■ **Excerpted passage**:
════════════════════

The Intel: Luca Di Fulvio

Photo: Olivier Favre

Photo: Olivier Favre

Here it comes, rattling over the Brooklyn Bridge, accompanied by a sumptuous Ennio Morricone score — it’s The Boy Who Granted Dreams Blog Tour. It’s stopping here for the day at Crime Thriller Fella, to get a thorough examination at our own version of Ellis Island, before moving on for a full and happy life on your Device.

Author Luca Di Fulvio is an engaging man with a fascinating history. A former student at the prestigious Silvia D’Amico Dramatic Arts Academy, he was mentored by legendary crime writer Andrea Camilleri. He’s known as the Italian Thomas Harris for his gruesome serial killer thrillers, such as The Mannequin Man.

But his latest is, he says, a book full of light, a sweeping romance set in the Roaring Twenties amid the criminal gangs of New York. The Boy Who Granted Dreams was indeed partially inspired by the acclaimed Scorsese film Gangs of New York and features a boy by the name of Christmas Luminita.

So  we’re delighted to say that Luca gives us the intel on his  lyrical tale, and tells us about Christmas, being told he’s not ‘Italian’ enough, and how a writer’s talent is like pigeon poo…

Tell us about Christmas Luminita…

Christmas deals in dreams. When the Jewish mob boss Arnold Rothstein meets him, he says: ”So, ya go around tellin’ lies.” And Christmas replies: “No, Mister, I just know how to tell stories. It’s the only thing I’m good at. Stories people believe in. People like to dream.”

════════════════════

■ **Record set**:
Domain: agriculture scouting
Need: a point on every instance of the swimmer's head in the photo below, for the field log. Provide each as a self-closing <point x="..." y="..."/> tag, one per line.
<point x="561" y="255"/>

════════════════════

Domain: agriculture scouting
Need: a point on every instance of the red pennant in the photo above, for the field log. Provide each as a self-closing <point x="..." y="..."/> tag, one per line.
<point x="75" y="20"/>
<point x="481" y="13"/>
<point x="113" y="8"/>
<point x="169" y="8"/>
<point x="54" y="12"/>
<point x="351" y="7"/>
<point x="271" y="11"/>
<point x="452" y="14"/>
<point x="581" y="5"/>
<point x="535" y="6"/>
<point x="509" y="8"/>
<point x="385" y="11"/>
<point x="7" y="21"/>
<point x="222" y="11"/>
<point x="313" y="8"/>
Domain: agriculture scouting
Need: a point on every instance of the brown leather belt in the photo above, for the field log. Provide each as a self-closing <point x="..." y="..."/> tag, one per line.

════════════════════

■ **Direction**:
Rewrite everything from "But his latest" down to "of Christmas Luminita." in the Luca Di Fulvio interview, replacing "Roaring Twenties" with "Jazz Age".

■ **Solution to this problem**:
But his latest is, he says, a book full of light, a sweeping romance set in the Jazz Age amid the criminal gangs of New York. The Boy Who Granted Dreams was indeed partially inspired by the acclaimed Scorsese film Gangs of New York and features a boy by the name of Christmas Luminita.